▶ _Job_: Count the lines in the rows below that contain the string "rear", and give only that number.

*** The data

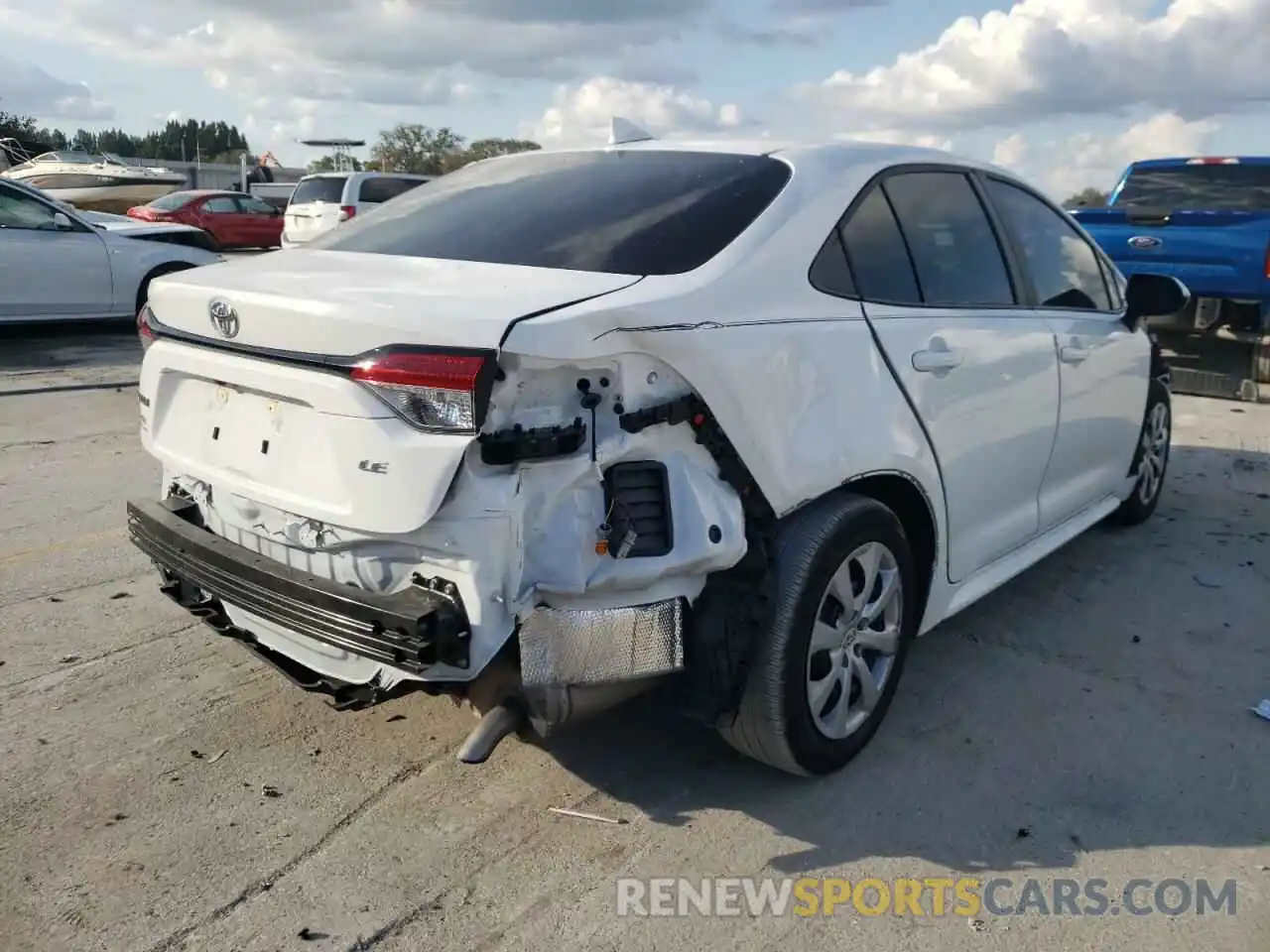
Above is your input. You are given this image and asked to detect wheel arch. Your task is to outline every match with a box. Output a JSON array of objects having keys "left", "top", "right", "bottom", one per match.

******
*** The data

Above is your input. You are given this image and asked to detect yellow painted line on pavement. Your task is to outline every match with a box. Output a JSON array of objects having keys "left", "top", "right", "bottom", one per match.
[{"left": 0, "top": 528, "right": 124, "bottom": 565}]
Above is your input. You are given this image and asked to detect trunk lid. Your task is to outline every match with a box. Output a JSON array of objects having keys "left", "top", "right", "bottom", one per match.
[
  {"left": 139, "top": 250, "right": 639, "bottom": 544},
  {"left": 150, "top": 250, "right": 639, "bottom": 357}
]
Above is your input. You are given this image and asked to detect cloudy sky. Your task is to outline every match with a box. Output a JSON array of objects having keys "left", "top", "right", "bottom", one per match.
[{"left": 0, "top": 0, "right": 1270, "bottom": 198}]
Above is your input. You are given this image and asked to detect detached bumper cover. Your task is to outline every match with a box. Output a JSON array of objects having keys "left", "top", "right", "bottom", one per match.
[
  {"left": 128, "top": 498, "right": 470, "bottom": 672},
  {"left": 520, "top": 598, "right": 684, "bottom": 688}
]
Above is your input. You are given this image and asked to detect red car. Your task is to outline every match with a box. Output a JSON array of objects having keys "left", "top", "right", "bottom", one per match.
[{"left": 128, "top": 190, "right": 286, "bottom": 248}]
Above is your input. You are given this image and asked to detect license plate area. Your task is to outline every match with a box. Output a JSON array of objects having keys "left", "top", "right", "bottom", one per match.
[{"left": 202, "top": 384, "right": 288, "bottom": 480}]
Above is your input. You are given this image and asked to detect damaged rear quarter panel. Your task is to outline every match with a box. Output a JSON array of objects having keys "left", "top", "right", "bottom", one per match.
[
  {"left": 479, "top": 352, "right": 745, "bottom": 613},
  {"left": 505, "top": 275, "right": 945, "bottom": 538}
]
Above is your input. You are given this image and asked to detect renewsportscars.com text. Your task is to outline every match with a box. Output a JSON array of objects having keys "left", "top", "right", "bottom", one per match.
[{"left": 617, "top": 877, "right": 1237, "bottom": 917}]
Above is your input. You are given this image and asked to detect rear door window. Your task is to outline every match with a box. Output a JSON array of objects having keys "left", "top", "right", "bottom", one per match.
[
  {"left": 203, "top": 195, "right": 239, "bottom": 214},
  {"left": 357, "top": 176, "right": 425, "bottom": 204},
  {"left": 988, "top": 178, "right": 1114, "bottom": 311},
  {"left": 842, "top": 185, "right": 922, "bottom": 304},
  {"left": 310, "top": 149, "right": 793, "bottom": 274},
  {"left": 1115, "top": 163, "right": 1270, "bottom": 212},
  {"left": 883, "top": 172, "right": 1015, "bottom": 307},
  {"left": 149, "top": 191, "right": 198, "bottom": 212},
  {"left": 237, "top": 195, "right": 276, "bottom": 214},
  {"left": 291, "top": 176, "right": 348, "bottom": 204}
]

******
*** The data

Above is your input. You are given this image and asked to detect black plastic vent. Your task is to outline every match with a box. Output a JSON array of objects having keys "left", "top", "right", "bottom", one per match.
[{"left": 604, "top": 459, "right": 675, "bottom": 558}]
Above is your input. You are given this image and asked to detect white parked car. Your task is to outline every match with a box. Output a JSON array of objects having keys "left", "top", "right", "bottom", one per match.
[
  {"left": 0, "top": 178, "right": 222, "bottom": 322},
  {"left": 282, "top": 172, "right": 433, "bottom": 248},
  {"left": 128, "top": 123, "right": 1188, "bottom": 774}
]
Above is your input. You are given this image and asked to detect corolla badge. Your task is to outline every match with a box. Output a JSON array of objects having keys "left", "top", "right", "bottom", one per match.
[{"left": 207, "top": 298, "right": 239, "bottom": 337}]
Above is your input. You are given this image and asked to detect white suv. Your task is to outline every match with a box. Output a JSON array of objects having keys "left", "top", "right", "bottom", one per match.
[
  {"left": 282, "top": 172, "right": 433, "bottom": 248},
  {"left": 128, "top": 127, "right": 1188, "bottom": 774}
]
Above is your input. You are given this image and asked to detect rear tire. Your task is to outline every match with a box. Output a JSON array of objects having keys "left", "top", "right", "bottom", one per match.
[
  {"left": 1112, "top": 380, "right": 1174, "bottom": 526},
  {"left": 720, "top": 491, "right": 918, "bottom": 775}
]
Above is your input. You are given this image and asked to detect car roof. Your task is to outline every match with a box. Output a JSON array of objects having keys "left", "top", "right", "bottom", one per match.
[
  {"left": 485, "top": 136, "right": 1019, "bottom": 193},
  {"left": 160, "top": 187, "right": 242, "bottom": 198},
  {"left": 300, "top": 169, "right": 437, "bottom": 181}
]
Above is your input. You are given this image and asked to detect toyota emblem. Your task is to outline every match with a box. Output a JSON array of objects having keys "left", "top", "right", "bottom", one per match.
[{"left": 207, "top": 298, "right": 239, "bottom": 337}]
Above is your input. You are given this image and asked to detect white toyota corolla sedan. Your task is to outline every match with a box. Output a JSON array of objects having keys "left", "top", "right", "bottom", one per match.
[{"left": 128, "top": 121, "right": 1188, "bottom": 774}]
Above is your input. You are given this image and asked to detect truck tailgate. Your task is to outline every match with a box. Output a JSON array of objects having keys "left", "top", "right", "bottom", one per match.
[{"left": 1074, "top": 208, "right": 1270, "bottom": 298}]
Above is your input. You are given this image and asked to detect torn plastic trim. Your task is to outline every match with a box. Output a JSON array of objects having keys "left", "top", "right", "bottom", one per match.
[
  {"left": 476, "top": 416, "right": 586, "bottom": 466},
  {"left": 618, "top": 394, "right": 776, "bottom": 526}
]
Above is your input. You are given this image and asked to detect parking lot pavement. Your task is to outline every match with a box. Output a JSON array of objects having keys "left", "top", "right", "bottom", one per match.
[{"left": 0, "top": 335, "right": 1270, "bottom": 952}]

******

▶ _Response to the exercise_: 3